Задания -
1: Переведите на английский язык следующее предложение из беседы о поэзии и критике: «Поэзия всегда — элитарная штука, еë мало кто хорошо понимает.»
2: Напишите продолжение беседы о поэзии и критике, начав сразу после последней приведённой реплики.

====== Текст для чтения ======

С. Ш. А с кем ты разговариваешь?

С. В. С собой.

С. Ш. А зачем это другим читать тогда?

С.В. Зачем-то читают же.

С. Ш. (не слушая). Ни-за-чем… Или зачем-то читают?

С.В. Читают.

С. Ш. А что они говорят, когда читают?

С.В. Надо у них спросить.

С.Ш. Никто не говорит тебе ничего, значит…

С.В. Вот ты зачем читаешь?

С. Ш. Я не читаю, твоя книжка вон там лежит… (осенëнный). Я еë вообще потерял так-то!

С.В. Точно. Но в Фейсбуке читаешь и даже что-то лайкаешь.

С.Ш. Фейсбук — это такая лента: я могу лайкать рисунки Леры Яковлевой, могу лайкать котиков…

С.В. Но лайкаешь-то стишок.

С.Ш. Это действия одного формата, в общем-то, а вот Олег Геннадьевич (косится на О. П.) говорил, что критика должна быть вдумчивым прочтением для начала…

С.В. Мне вообще не нравится любые определения, содержащие в себе «должно быть».

С.Ш. Ладно, к критике мы ещë вернëмся, а пока одна вот такая цитата: «Вообще всë сделано в человеке из одного материала: и стихи, и статьи, и голос, а также письма, фотографии, внешность, — писал он в дневнике и добавлял, — Даже вообще стихи не важны, гораздо важнее быть знакомым с поэтом, пить с ним чай, ходить с ним в кинематограф, стихи же, в общем, это суррогат, это для тех, кто не может поговорить с глазу на глаз». Нормально?

С.В. Нормально, да. Кто это? Похоже на Розанова.

С.Ш. Это Поплавский. Признание какого рода тебя интересует?

С. В. (вздыхает). Критические статьи я пишу не для того, чтобы признание получить. Хотелось бы быть прочитанным, безусловно. Хотелось бы видеть какую-то реакцию, но если еë нет, то и не надо. Конечно, хотелось бы Нобелевскую премию по литературе, — работать не очень люблю.

С. Ш. А ты в курсе, что Борис Гринберг тоже еë хочет?

С.В. Да, по этой же причине. А ты не хочешь, что ли?

С.Ш. Почему нет. Но тебе не кажется, что три нобелевских лауреата в одном городе это перебор?

С.В. Ну, тебе-то дадут как ростовскому.

С. Ш. И по фигу. Вот цитата: «Ты немного обречëн цитировать то, что уже никому неизвестно». Это ли проблема поэзии?

С. В. Я не вижу такой проблемы. Поэзия всегда — элитарная штука, еë мало кто хорошо понимает. Среди этих «мало кто» они прекрасно эти цитаты могут уловить.

фото из архива Сергея Васильева
фото из архива Сергея Васильева

С.Ш. Давай тогда про преподавание в школе. Зачем это тебе, что ты в этом видишь и будешь ли ты этим заниматься?

С.В. Ну начнëм с того, что я преподаю не в обычной школе, в обычной школе я бы не стал этим заниматься, это просто скучно. Тут я могу делать более-менее всë, что хочу, и преподавать литературу в первую очередь, я от этого получаю удовольствие, а русский — так, в нагрузку просто.

====== Записи ======

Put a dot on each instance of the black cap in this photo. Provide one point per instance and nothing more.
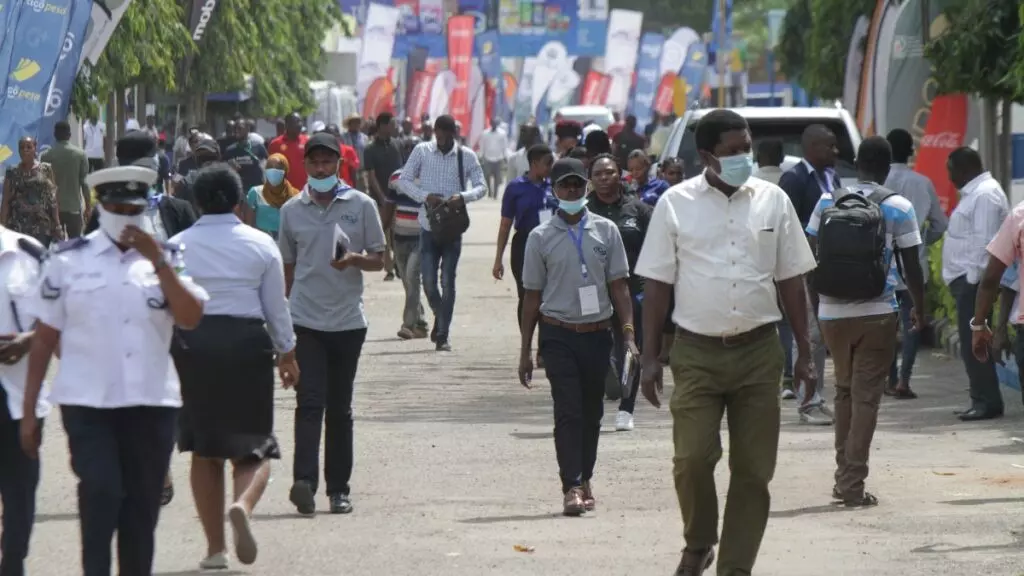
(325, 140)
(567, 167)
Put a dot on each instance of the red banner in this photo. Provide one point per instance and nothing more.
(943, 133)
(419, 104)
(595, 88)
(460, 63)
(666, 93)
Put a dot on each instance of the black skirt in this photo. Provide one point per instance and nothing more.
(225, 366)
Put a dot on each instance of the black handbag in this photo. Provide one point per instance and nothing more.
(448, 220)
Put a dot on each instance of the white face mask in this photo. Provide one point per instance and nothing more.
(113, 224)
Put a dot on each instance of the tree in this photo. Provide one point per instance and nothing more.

======
====== Записи ======

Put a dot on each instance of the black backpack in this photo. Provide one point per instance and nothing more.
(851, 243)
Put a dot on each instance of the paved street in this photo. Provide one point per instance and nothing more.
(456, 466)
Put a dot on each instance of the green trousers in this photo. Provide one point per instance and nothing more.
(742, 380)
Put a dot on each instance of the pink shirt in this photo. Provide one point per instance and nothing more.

======
====== Записи ======

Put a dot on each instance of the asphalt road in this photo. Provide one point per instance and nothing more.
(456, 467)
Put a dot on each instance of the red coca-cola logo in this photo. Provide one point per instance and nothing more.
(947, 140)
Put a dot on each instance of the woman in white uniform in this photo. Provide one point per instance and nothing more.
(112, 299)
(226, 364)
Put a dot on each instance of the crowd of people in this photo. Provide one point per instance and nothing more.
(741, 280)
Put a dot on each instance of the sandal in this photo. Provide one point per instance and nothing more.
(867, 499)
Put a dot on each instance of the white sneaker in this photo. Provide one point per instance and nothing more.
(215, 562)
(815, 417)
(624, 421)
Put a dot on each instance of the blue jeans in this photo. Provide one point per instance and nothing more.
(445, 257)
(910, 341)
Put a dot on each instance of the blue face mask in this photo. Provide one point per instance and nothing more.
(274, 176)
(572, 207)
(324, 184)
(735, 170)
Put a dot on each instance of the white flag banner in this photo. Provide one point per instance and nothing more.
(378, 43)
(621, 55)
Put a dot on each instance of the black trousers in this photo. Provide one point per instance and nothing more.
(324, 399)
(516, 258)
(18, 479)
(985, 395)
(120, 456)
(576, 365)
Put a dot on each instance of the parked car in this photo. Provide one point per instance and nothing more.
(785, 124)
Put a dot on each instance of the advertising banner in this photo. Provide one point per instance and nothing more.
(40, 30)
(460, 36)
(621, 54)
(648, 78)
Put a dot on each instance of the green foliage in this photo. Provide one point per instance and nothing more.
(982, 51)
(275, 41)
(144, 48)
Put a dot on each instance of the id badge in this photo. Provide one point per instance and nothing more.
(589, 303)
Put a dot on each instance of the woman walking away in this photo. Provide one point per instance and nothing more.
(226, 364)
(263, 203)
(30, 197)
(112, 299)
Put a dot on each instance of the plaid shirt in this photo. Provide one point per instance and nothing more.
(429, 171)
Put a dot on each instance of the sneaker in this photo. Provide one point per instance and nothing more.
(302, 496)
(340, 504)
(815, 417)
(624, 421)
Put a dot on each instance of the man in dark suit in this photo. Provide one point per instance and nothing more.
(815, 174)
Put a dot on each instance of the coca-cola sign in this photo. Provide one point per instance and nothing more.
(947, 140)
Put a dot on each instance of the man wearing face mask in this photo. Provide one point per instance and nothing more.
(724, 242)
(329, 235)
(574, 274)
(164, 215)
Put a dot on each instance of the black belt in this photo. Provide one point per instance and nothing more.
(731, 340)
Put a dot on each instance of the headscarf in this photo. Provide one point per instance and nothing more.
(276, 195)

======

Ответы к заданиям -
1: Poetry is always an elitist thing; few people understand it well.

2:
С. Ш. А есть же план какой-то.

С. В. (лениво). Ну да, есть там какие-то программы…

С. Ш. А как проверяют уровень знания детей тогда?

С.В. Блядь, а что такое уровень знания по литературе?

С.Ш. Ну как — знаешь ли ты Льва Толстого «Войну и мир»?

С. В. А что такое — знать «Войну и мир»?

С.Ш. Прочëл! Написал три изложения, одно сочинение, поговорил с учителем про Наташу Ростову и Пьера Безухова и понял, понял ли ты этот роман от начала до конца или нет!

С.В. Понятно, что ты сейчас представляешь распространëнное мнение и немного утрируешь, но главная установка у всех, кто в нашей школе литературу преподаëт: нужно сделать как-то так, чтобы детям не было тошнотворно от процесса чтения, чтобы не было мучительно стыдно за бесцельно прожитые годы…

С.Ш. Подожди. Вы как-то делите еë типа: есть мировая литература, вот есть мифы, древнерусская литература. Что вы делаете вообще с детьми?

С. В. У нас как это устроено… У нас, во-первых, смешанные группы: дети с пятого по седьмой класс объединяются кучкой — это класс. В нëм, соответственно, есть ученики пятого, шестого и седьмого класса. И есть четыре препода по литературе, каждый берëт себе такую группу и ведет еë. Что он делает там — в меру своей испорченности… И такие же группы с 8 по 11 класс. И на самом деле это офигенно хорошо работает. Детям 10-11 классов очень приятно показывать, какие они умные детям 8-9 классов, а детям 8-9 классов очень приятно показать тем, что они не тупые, в общем-то, дотянуться до того уровня. Ну и в целом взаимная опыляемость — это, в общем-то, хорошо, плюс у них на одно произведение, у детей разного возраста, разные взгляды, что тоже прикольно. Общей программы нет, в основном, наверное, большее внимание русской литературе уделяется, но и мировую тоже изучают.

С. Ш. А если дети придут и скажут: вот соседи что-то такое проходят, мы тоже такое хотим прочесть?

С.В. Такой элемент есть. К детям прислушиваются, их интересы учитываются, нет такого, что я набросал план, который мы будем весь год изучать, и вперëд. У меня есть более-менее план на четверть, а дальше исходя из того какая мне группа досталась — посильнее, послабее, — подбираются разные тексты, в общем, индивидуально всë. Я веду ещë факультатив по поэзии, да.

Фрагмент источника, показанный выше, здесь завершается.